Per apprezzare la portata dell’innovazione, occorre fare un passo indietro.

Secondo la formulazione precedente dell’art. 438, comma 5, c.p.p., invero, il giudice dell’udienza preliminare deve disporre il giudizio abbreviato, condizionato all’integrazione probatoria, solo in presenza di due requisiti dell’integrazione probatoria richiesta: la sua necessità ai fini del giudizio finale sull’imputazione e la sua compatibilità con la finalità di economia processuale proprie del rito.

Il secondo requisito impone al giudice di effettuare un confronto tra il rito speciale ed il giudizio ordinario dibattimentale: si tratta di un concetto di relazione che esige di avere riguardo all’onerosa formazione della prova in dibattimento, mentre non va eseguita una comparazione con il giudizio abbreviato “puro” o “secco” (Corte cost. n. 115 del 09/05/2001). In questa prospettiva, il giudizio abbreviato, anche se subordinato a consistente integrazione probatoria, si traduce sempre in una consistente economia processuale rispetto alla più onerosa formazione della prova in dibattimento, con la conseguenza che il rilievo selettivo di questo requisito per l’accesso al giudizio abbreviato dovrebbe essere molto svilito (secondo la sentenza della Corte costituzionale dapprima citata, “qualunque atto istruttorio necessario è più economico quando assunto nel contesto del rito abbreviato”).

Un indirizzo giurisprudenziale, tuttavia, ha continuato ritenere legittimo il diniego di accesso al rito abbreviato quando la condizione riguarda l’esame di un numero talmente elevato di testimoni da rendere incompatibile il rito speciale con le esigenze di economia processuale. Secondo questa impostazione, il rito speciale si rivela incompatibile con le esigenze di economia processuale ed addirittura “diseconomico” rispetto alla durata ragionevolmente prevedibile del giudizio celebrato nelle forme ordinarie (Cass. pen. sez. III, n. 28141 del 17/5/2012; Cass. pen. sez. I, n. 315 del 12/11/2018, dep. 2019; Cass. pen. sez. III, n. 28693 del 23/02/2017).

Per verificare la sussistenza del requisito in esame, inoltre, secondo l’orientamento giurisprudenziale consolidato, il giudice deve valutare la complessità qualitativa e quantitativa non solo delle prove richieste dall’imputato, ma anche di quelle a controprova che, presumibilmente, il pubblico ministero sarà indotto a chiedere; non può invece tenere conto delle prove che egli stesso potrebbe decidere di assumere ai sensi dell’art. 441, comma 5, c.p.p., trattandosi di una complicazione istruttoria meramente eventuale, non pronosticabile al momento della decisione sull’ammissibilità del giudizio abbreviato e dipendente non dalle richieste probatorie dell’imputato, ma dall’esito delle prove assunte (Cass. pen. sez. III, n. 219 del 21/10/2004, dep. 2005; Cass. pen. sez. I, n. 5942 del 26/11/2008, dep. 2009).

Anche il riferimento alla probabile contro-prova che sarebbe richiesta dal pubblico ministero è stato adoperato per negare l’accesso al rito speciale in esame.

----------------------------------------

▶ **Attività da svolgere**
1 – Modifica la parte del brano sul giudizio abbreviato che si apre con le parole "Anche il riferimento" e si chiude con "speciale in esame.", riportandola con "rito speciale" sostituito da "giudizio abbreviato".
2 – Nel brano sul giudizio abbreviato, quali sono i due requisiti che, secondo la formulazione precedente dell'art. 438, comma 5, c.p.p., l'integrazione probatoria richiesta doveva soddisfare?
3 – Prosegui il brano sul giudizio abbreviato da dove si interrompe.

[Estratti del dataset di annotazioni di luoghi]
----------------------------------------

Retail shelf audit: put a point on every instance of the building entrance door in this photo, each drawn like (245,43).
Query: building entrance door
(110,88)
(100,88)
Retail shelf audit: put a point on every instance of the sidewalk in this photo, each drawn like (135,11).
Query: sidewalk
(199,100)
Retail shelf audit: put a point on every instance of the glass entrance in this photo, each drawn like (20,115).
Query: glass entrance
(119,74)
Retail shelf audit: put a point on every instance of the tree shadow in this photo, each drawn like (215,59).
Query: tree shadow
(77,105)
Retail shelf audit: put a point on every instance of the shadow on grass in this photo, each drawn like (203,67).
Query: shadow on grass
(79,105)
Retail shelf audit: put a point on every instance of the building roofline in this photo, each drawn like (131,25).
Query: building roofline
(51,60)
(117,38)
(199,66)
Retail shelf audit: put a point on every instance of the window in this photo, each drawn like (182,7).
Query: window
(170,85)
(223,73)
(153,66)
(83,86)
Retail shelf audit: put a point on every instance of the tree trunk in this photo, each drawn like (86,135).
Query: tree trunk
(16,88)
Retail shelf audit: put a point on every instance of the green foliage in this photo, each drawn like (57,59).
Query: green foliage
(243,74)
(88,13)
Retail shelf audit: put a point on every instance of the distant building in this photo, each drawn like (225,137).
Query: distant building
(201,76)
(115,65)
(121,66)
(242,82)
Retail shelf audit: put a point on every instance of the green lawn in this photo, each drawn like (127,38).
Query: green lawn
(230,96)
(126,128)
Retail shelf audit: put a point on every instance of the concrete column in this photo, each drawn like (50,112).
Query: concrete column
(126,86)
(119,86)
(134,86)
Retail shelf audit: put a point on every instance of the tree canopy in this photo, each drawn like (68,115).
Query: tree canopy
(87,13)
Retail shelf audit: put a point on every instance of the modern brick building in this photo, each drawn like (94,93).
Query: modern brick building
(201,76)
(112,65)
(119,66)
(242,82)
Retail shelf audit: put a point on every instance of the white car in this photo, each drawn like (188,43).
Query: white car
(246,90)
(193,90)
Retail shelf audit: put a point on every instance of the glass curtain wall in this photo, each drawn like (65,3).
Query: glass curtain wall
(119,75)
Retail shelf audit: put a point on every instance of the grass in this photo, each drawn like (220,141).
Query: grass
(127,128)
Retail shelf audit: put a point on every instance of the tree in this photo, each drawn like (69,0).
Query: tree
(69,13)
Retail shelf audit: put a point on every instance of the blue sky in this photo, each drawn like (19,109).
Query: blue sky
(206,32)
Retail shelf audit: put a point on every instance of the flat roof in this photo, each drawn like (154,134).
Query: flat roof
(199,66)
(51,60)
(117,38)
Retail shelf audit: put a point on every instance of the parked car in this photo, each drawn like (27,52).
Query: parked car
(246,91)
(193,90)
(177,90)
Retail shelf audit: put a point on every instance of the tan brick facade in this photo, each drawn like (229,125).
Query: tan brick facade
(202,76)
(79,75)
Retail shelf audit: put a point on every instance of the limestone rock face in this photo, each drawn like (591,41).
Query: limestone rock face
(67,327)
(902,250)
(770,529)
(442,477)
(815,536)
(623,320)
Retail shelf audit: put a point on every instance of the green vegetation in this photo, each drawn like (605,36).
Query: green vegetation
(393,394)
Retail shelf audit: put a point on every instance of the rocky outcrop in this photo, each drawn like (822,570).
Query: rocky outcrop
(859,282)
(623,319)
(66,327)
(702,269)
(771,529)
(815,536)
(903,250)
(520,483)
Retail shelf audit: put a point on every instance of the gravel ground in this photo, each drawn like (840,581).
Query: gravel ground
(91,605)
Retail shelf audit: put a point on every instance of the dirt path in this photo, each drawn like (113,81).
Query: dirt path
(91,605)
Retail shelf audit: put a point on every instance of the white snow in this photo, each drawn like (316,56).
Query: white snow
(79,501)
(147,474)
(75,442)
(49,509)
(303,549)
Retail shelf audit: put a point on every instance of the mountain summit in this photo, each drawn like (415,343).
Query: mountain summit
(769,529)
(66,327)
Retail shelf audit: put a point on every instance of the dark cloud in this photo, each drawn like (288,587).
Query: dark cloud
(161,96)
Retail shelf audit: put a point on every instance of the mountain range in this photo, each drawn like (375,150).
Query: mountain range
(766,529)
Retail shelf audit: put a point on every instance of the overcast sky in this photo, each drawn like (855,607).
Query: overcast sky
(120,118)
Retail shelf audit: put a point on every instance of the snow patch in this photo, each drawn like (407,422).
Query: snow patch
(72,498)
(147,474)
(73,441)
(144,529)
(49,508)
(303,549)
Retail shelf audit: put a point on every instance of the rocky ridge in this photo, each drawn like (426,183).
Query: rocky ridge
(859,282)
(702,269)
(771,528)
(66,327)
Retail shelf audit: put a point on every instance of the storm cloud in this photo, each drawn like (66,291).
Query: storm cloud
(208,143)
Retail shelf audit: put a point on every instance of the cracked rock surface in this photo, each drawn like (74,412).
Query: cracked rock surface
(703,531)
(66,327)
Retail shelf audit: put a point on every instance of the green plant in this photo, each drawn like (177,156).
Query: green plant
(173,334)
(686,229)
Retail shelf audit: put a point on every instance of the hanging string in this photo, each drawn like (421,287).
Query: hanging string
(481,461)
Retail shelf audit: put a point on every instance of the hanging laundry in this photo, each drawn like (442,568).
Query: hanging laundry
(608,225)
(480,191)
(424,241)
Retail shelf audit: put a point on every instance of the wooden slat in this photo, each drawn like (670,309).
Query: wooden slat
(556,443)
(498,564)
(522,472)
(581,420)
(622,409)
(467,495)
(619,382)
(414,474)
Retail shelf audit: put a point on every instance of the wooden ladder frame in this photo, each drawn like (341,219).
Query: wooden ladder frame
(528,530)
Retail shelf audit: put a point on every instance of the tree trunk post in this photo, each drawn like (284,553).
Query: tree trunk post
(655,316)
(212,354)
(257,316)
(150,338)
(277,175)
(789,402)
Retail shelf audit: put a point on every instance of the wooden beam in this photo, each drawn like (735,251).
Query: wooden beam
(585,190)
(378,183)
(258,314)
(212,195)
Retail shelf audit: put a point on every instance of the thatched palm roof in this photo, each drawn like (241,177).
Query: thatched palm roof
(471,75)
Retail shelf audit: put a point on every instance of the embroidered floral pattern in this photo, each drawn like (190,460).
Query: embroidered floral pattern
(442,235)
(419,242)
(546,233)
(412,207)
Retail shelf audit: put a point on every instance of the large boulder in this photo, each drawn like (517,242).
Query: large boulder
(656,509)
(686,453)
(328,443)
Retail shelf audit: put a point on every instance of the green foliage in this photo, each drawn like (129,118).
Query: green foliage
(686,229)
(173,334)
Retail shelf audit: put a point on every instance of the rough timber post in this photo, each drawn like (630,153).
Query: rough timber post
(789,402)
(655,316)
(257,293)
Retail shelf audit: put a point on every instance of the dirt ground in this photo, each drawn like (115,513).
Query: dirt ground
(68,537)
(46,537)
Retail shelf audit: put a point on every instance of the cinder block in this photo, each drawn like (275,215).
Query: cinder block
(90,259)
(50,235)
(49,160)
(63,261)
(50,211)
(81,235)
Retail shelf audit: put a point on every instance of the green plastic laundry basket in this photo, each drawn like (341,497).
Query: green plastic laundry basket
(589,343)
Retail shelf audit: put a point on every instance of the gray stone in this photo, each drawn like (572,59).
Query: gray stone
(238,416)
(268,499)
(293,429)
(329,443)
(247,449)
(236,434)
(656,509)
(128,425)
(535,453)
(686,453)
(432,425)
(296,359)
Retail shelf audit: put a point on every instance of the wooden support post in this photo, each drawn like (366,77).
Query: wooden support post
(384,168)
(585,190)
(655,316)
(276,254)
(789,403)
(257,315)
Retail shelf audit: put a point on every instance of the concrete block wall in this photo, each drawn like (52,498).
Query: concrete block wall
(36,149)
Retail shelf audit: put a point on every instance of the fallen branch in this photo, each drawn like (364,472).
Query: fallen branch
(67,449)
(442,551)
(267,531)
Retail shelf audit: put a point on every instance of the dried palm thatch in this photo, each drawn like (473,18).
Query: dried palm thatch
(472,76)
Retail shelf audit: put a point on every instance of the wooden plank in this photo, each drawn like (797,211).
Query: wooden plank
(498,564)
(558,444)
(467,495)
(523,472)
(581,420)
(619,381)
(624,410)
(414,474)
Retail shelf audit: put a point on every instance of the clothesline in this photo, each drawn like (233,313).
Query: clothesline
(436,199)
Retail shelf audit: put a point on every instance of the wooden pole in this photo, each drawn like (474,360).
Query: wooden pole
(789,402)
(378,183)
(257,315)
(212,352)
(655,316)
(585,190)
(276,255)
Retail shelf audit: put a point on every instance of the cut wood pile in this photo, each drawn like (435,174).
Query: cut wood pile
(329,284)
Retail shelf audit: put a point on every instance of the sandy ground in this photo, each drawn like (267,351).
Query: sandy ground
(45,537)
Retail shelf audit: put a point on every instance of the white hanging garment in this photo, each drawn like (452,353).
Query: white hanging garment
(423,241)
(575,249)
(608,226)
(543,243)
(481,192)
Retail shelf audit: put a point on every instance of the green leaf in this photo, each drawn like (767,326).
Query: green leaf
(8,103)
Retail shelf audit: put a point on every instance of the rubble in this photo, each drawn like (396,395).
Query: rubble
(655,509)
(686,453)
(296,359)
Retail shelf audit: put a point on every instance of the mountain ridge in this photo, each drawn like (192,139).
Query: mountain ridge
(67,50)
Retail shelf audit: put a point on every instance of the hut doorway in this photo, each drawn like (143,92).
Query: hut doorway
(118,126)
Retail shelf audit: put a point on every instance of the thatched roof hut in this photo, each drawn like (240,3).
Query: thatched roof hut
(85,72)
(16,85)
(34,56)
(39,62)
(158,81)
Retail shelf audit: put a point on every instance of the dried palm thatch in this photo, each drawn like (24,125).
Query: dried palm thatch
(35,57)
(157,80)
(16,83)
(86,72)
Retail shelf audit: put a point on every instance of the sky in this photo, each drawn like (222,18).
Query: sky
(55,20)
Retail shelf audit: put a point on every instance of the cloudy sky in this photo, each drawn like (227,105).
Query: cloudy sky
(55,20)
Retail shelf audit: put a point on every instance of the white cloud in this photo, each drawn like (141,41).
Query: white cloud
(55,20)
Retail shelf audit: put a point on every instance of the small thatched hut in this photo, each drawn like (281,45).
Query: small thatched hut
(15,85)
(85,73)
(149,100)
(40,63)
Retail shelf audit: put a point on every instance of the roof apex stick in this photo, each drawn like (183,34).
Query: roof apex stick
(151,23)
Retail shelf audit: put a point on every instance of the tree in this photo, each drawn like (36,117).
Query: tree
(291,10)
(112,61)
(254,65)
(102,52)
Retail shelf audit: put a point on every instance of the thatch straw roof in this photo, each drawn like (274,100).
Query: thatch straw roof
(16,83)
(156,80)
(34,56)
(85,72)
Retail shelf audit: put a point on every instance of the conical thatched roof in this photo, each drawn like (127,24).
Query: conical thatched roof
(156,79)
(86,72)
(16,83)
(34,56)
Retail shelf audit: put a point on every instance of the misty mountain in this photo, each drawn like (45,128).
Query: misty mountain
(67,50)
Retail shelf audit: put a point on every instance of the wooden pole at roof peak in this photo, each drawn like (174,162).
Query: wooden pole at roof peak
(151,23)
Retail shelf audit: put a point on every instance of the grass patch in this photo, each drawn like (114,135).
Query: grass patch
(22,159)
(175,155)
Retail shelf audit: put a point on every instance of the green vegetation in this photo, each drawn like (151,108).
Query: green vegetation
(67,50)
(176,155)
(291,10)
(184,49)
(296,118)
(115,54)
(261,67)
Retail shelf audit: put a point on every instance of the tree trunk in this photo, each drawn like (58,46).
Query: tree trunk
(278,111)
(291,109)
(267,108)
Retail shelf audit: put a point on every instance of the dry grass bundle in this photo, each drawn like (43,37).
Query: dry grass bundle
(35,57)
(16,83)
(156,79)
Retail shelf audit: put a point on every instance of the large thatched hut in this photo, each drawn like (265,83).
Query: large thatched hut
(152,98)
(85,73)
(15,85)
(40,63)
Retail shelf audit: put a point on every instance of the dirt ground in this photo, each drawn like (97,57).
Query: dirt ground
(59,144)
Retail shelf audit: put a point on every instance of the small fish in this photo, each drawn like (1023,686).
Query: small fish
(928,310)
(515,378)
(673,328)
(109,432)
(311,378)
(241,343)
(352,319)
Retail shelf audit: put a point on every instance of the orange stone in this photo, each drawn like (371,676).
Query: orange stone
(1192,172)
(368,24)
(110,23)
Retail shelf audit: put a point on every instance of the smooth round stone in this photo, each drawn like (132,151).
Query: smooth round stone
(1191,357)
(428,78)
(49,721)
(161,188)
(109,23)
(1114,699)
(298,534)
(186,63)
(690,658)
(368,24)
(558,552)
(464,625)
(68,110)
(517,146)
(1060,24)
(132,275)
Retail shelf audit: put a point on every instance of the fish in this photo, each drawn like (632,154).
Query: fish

----------------------------------------

▶ **Risposte in ordine**
1 –
Anche il riferimento alla probabile contro-prova che sarebbe richiesta dal pubblico ministero è stato adoperato per negare l’accesso al giudizio abbreviato in esame.

2 – La sua necessità ai fini del giudizio finale sull'imputazione e la sua compatibilità con la finalità di economia processuale proprie del rito.

3 –
La modificazione dell’art. 438, comma 5, c.p.p. ha inteso incidere su questo secondo presupposto del giudizio abbreviato condizionato. Per effetto della riforma, difatti, il requisito della necessità della prova ai fini della decisione è restato fermo; quello della valutazione dell’economia processuale è stato riformulato: l’ammissione del rito speciale va disposta se la prova richiesta determina comunque una economia processuale rispetto ai prevedibili tempi dell’istruttoria dibattimentale.

L’esplicito riferimento ai tempi del giudizio dibattimentale, certamente più lunghi pure rispetto a quelli di un giudizio abbreviato in cui sia stata richiesta una consistente integrazione probatoria, dovrebbe determinare un ampliamento dell’area di ammissione dell’abbreviato subordinato a tale integrazione. Se posto nel paragone con il dibattimento e i suoi tempi, il giudizio abbreviato integrato, difatti, produce sempre un’economia processuale (cfr. E.N. La Rocca, Il modello di riforma “Cartabia”: ragioni e prospettive della Delega n. 134/2021, in Arch. pen. 2021, 3, 30). La modifica, nella prassi, potrebbe però assumere uno scarso significato, valendo solo a ribadire che il criterio effettivo di ammissione del rito è quello rappresentato dalla necessità della prova ai fini della decisione.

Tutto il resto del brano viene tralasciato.